#### [DO THIS]
Copy the data below, switching every "written as" to "formatted as" and keeping everything else the same. Leave the pictures out of your copy.

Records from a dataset
------------------------
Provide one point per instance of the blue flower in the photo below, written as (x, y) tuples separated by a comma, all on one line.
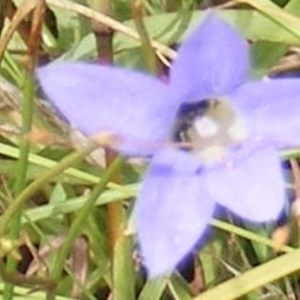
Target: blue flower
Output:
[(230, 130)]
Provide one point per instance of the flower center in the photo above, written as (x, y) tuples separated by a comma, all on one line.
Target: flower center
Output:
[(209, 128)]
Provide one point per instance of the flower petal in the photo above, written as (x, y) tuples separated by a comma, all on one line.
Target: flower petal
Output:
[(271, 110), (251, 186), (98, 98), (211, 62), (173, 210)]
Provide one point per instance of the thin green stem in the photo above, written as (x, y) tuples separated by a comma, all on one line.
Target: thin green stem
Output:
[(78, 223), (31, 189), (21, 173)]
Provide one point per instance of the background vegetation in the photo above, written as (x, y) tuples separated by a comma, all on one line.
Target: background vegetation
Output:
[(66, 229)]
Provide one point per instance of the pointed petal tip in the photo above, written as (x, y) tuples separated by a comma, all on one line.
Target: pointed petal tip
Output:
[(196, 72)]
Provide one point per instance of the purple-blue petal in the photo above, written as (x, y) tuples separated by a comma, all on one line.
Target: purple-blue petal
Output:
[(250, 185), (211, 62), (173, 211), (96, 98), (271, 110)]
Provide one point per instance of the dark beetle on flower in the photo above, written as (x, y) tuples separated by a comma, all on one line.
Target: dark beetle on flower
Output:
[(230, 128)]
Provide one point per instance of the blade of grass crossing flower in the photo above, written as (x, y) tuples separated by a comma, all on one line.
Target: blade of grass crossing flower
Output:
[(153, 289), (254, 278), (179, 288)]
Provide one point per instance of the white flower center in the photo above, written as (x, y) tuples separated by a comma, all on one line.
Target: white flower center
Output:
------------------------
#### [SOLUTION FOR THIS EXERCISE]
Provide one point per instance of the blue flower in the photo below, formatted as (x, y) tuples separated by a comma, all on one line.
Target: blue flower
Output:
[(230, 130)]
Provide one point per instance of the flower center in the photo above, formatted as (x, y) tuples separated by a comma, all on one line.
Target: flower center
Output:
[(209, 128)]
Provide one point per instance of the flower petal in the photo above, formatted as (x, y) tuples separated by a comma, all on one line.
Target: flower petal
Output:
[(271, 110), (251, 186), (98, 98), (211, 62), (173, 210)]
Provide one point per instance of the thin green stem in the photo above, formatted as (x, y) tuples separated by a comma, all on one line.
Target: thin green stem
Output:
[(78, 223), (31, 189), (21, 173)]
Provide one point per instance of the background vegetation in the photo above, formatted as (x, y) tuples separated by a comma, all on one line.
Target: background vegetation
Output:
[(66, 229)]
Provide one point per instance of the pointed petal tip in the photo above, formatted as (x, y) tuples separated by a comma, all on one line.
Target: pointed petal tip
Output:
[(196, 72)]
Provide one point per instance of the purple-blue petal in the photo above, formatted as (x, y) tuples separated by a comma, all on one line.
Target: purple-blue petal
Output:
[(250, 185), (211, 62), (173, 211), (96, 98), (271, 110)]
Provide one point per instance of the dark beetle on flower in the photo above, formatted as (x, y) tuples separated by a comma, all on one line.
Target: dark beetle on flower
Output:
[(230, 128)]
Provide one point per instance of the blade of grass crossing flower in the photo above, formatted as (x, y) tuples separated by a comma, all on one line.
Target: blade of grass crossing flower
Output:
[(153, 289), (254, 278), (179, 288)]
Provide one point per instance of the white flower center in the photo above, formatted as (x, y) tuples separated by a comma, all on one line.
Target: white flower center
Output:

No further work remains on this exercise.